▶ _REQUIRED TASK_
Reproduce every item below word for word, leaving out the pictures.
[RECORDED DATA start]
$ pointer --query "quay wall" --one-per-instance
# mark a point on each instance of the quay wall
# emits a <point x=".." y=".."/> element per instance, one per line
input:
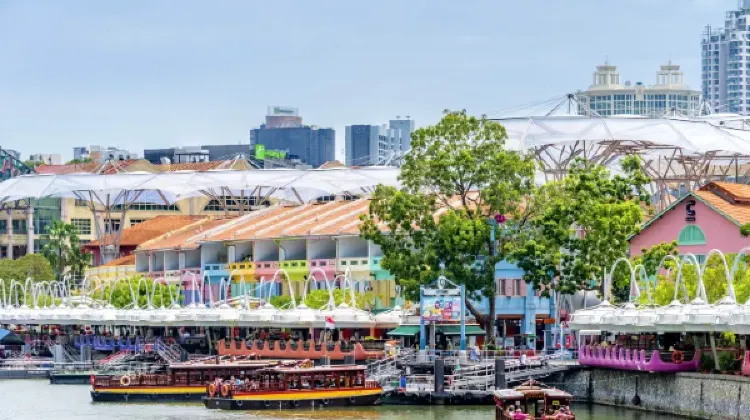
<point x="694" y="395"/>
[RECORDED DATA end]
▶ _RESULT FOR THIS TASK_
$ pointer --query "quay wall" --one-per-instance
# mark a point on each instance of the quay wall
# emits a <point x=".." y=".."/> element per instance, one per line
input:
<point x="694" y="395"/>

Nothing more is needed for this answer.